• _Objective_
Rewrite every line of the material below, changing "Where can you spot" to "Where do you see" and keeping everything else the same. Leave the pictures out of your answer.

↓

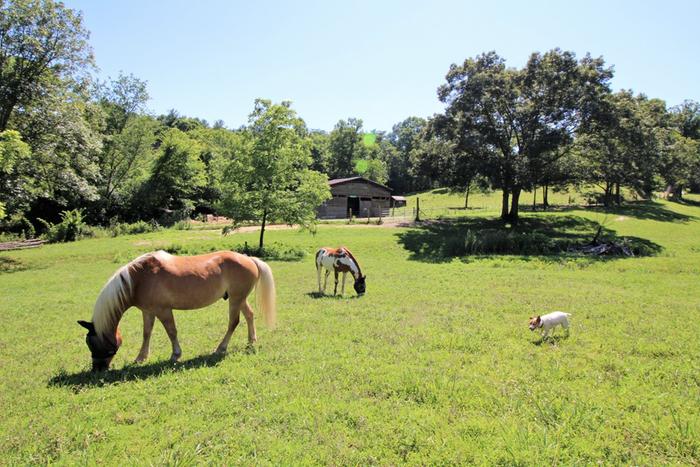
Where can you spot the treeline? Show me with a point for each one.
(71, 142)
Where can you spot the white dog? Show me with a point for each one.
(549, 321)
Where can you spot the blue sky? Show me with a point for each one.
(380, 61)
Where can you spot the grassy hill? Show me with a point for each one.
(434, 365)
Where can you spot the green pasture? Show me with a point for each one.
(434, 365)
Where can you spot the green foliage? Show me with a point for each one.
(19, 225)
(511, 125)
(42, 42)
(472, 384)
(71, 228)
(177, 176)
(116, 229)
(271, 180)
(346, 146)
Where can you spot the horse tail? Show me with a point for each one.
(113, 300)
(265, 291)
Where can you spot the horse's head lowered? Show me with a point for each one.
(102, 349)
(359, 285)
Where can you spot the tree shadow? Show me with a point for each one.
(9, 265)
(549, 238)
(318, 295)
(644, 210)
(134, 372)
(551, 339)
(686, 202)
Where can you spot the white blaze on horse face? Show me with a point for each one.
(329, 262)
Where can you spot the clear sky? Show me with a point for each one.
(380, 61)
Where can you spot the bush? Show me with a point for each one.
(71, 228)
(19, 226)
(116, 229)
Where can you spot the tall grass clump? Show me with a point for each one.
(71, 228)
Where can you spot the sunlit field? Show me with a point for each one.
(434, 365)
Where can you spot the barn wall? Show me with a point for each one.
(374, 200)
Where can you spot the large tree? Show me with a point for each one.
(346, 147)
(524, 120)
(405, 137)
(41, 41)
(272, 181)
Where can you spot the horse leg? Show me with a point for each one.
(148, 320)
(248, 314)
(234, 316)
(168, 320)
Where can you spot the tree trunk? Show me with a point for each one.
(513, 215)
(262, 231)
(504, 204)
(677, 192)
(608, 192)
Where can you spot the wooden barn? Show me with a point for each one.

↑

• _Response to the exercise_
Where do you see the treeline? Show me with a point for each one.
(71, 142)
Where do you see the white dog? Show me with a point for each one.
(549, 321)
Where do you see the blue sky? Show me with a point for each one.
(380, 61)
Where do you see the grassy hill? Show me with a point for each one.
(434, 365)
Where do you see the green pasture? Show me with a point for each one.
(434, 365)
Where do you see the green foliage? Show me with a point for each one.
(19, 225)
(511, 125)
(42, 42)
(472, 384)
(71, 228)
(177, 176)
(116, 229)
(271, 180)
(346, 146)
Where do you see the horse tail? Show me with a point for each one.
(113, 300)
(265, 291)
Where do you see the horse's head lowered? Show me with a point for each one.
(102, 349)
(359, 285)
Where do you see the tree shadow? Show me with a point for each one.
(9, 265)
(549, 238)
(318, 295)
(644, 210)
(134, 372)
(551, 339)
(686, 202)
Where do you see the white blaze on horse face? Show me with a point for each one.
(329, 262)
Where do you see the clear sky? Show me with a point for each one.
(380, 61)
Where do you see the bush? Show me with a point for each one.
(71, 228)
(19, 226)
(116, 229)
Where do you see the tall grass clump? Show me with a point for each one.
(71, 228)
Where do you see the sunlit field? Show me with a point for each one.
(434, 365)
Where do you see the barn wall? Show me with a point for each one.
(374, 200)
Where do you see the large tree? Show me with a point for each one.
(346, 147)
(524, 120)
(405, 137)
(41, 41)
(272, 181)
Where do you see the horse leg? Show me with a point for each one.
(148, 320)
(248, 314)
(234, 316)
(168, 320)
Where do you see the tree trunk? Show me with a point for each one.
(513, 215)
(262, 231)
(504, 204)
(677, 192)
(608, 192)
Where do you see the wooden barn? Show me with a point for each one.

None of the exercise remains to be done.